Task objective: Pick out every line in the entries below that contains the word "orange", and copy each of those lines in full.

"""

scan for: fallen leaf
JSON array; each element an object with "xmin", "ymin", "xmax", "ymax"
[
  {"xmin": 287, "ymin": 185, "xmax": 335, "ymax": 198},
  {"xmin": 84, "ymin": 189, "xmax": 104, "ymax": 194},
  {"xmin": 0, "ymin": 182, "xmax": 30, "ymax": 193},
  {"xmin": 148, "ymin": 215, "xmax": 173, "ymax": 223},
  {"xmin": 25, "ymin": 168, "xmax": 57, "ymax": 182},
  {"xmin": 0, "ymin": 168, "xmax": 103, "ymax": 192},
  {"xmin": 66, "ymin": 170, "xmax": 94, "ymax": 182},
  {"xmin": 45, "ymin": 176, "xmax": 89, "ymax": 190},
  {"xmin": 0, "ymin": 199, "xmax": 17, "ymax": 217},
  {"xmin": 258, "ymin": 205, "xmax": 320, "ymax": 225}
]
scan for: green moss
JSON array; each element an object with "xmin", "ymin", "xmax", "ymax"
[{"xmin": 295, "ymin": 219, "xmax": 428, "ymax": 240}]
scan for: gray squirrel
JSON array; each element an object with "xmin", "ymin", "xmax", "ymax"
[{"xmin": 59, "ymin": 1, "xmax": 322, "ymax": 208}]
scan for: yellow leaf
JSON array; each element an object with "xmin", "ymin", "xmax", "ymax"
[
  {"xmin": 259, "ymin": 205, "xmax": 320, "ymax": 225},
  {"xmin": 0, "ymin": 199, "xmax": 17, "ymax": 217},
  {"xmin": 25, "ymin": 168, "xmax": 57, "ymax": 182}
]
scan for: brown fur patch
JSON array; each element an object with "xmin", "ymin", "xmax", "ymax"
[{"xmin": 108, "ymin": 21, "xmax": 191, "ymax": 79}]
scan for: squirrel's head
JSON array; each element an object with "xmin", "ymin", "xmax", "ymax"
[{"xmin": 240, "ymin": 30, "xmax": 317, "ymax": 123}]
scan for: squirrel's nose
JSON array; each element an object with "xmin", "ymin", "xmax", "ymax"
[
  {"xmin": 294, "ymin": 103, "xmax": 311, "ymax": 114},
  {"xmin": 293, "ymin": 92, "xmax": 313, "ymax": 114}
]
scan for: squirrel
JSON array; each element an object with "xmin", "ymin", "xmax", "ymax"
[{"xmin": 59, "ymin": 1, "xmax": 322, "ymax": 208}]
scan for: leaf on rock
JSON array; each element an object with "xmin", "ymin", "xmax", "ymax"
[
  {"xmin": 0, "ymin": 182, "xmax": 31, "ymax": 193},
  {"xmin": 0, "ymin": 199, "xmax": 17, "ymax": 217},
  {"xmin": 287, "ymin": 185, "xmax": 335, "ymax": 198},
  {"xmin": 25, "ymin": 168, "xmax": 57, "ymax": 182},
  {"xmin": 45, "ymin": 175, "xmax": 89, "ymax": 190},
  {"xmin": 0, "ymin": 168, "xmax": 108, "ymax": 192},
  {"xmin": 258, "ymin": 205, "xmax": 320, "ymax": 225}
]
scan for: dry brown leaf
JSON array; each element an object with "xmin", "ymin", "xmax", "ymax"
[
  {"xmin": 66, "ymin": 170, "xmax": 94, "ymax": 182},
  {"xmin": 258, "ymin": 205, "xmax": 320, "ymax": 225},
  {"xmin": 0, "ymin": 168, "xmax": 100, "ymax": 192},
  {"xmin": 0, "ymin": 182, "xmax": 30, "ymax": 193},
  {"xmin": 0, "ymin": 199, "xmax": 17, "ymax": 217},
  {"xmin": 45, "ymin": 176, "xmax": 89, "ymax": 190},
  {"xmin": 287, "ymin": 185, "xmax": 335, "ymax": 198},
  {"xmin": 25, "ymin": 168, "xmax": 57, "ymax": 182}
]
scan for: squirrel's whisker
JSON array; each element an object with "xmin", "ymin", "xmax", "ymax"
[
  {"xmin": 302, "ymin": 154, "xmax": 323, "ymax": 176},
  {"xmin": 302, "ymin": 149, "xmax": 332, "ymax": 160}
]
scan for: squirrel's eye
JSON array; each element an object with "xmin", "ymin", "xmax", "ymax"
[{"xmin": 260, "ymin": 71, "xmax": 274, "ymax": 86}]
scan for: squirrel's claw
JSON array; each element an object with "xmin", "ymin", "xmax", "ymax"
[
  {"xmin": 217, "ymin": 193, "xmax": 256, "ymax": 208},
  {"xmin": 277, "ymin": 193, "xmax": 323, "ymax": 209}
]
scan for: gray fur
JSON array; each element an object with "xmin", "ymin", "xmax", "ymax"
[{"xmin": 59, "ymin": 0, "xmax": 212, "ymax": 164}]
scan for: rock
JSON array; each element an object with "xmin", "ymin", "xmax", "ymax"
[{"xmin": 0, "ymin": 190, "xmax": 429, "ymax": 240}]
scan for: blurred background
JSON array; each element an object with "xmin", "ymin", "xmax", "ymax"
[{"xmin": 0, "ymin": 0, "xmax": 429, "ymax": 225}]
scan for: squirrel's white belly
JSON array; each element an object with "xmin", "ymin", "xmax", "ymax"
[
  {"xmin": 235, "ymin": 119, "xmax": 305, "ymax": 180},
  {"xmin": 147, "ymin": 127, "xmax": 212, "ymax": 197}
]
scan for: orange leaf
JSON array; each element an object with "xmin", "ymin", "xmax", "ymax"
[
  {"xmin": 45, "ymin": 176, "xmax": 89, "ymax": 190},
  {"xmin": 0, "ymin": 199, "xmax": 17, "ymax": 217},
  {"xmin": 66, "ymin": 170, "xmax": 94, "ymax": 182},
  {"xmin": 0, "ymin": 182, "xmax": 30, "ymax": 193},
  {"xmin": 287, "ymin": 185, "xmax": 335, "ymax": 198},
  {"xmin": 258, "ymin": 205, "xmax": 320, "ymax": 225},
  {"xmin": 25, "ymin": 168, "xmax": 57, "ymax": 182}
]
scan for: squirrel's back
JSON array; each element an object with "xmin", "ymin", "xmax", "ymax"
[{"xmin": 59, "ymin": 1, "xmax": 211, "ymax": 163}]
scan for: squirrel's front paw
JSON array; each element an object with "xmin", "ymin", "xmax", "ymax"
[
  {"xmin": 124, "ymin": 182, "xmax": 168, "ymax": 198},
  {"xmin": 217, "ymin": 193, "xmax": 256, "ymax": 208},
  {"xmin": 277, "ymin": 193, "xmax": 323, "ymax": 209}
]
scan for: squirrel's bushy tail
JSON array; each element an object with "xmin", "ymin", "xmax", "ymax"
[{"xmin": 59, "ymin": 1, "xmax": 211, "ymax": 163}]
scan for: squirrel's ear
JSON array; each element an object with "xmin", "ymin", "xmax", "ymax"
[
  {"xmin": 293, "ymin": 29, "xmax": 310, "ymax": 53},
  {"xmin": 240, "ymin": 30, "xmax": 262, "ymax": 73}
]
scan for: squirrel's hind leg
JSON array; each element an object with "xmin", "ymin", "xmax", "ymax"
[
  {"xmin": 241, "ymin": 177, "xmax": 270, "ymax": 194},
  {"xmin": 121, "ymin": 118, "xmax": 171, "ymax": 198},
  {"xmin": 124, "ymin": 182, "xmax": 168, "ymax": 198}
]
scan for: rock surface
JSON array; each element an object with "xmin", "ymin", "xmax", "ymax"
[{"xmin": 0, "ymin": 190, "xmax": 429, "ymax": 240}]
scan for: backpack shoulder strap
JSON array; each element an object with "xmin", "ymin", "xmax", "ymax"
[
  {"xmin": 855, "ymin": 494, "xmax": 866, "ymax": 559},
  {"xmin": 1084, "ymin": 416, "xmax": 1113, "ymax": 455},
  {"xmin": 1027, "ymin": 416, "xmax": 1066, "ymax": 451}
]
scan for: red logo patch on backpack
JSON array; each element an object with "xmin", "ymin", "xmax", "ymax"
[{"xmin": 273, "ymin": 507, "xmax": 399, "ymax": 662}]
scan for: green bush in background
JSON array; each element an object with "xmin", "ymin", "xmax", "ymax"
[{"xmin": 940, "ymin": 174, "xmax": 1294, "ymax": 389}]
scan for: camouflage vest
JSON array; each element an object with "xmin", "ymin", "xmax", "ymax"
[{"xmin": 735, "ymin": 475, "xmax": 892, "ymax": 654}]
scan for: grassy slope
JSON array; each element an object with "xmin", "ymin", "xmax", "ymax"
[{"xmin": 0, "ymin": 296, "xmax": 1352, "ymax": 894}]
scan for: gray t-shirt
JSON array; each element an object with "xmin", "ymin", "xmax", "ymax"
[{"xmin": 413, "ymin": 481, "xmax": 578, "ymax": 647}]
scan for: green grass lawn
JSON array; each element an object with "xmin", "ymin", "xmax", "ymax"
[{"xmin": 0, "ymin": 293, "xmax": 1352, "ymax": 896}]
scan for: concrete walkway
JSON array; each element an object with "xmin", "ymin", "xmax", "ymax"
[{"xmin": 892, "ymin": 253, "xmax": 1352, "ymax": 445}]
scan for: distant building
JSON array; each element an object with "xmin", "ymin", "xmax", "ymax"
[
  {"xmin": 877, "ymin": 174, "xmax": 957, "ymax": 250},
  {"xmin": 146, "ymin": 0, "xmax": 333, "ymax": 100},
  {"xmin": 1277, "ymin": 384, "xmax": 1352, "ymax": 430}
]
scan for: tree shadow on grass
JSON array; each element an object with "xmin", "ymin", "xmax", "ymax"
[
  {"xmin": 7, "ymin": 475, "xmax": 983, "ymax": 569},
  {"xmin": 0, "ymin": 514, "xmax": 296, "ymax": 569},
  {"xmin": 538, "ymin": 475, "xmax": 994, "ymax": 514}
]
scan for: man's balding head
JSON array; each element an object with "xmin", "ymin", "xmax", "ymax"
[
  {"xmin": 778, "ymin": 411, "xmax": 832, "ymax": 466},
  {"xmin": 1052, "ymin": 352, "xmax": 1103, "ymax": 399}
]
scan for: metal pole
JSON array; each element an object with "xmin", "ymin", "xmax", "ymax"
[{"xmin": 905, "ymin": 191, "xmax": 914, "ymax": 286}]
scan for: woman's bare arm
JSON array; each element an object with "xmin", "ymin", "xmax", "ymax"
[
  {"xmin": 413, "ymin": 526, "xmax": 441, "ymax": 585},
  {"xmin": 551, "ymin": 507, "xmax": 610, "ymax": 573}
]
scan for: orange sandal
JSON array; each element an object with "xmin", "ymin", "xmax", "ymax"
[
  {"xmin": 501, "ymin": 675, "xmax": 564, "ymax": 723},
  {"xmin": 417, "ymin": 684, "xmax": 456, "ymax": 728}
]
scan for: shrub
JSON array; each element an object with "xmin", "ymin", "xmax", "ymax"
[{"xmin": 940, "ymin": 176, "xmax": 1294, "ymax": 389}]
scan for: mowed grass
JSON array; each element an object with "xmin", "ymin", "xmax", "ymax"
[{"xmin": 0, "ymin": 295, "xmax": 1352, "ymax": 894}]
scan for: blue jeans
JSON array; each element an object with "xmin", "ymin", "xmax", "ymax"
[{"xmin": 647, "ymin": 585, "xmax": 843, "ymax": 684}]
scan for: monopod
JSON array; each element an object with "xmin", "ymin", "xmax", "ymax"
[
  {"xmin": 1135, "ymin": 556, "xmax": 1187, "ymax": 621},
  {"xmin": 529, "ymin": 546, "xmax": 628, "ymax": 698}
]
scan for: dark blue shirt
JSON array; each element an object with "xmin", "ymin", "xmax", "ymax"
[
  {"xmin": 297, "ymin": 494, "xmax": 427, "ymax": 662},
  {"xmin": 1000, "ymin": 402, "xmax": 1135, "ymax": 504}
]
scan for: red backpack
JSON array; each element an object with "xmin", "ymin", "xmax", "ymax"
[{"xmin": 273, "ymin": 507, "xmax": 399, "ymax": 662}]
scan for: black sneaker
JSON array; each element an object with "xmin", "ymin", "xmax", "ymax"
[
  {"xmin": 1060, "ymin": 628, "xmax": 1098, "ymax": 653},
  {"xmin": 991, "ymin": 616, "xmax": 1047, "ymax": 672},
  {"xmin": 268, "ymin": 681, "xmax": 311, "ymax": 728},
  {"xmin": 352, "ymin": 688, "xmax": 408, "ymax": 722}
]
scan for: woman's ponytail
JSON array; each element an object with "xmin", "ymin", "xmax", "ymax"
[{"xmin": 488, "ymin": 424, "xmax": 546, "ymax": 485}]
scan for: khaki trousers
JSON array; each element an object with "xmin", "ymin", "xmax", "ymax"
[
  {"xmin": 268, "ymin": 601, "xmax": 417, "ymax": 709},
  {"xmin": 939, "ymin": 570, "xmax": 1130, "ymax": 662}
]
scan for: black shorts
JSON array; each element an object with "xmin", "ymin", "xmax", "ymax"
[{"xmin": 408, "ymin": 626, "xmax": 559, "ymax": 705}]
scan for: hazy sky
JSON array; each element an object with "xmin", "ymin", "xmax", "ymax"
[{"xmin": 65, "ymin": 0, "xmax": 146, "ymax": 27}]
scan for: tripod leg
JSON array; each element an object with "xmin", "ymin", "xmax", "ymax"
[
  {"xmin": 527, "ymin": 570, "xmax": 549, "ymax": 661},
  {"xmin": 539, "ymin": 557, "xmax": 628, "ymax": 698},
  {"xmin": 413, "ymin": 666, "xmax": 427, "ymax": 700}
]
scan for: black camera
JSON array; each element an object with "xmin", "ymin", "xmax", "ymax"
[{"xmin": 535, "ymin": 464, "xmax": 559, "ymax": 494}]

"""

Response:
scan for: orange leaf
scan for: orange sandal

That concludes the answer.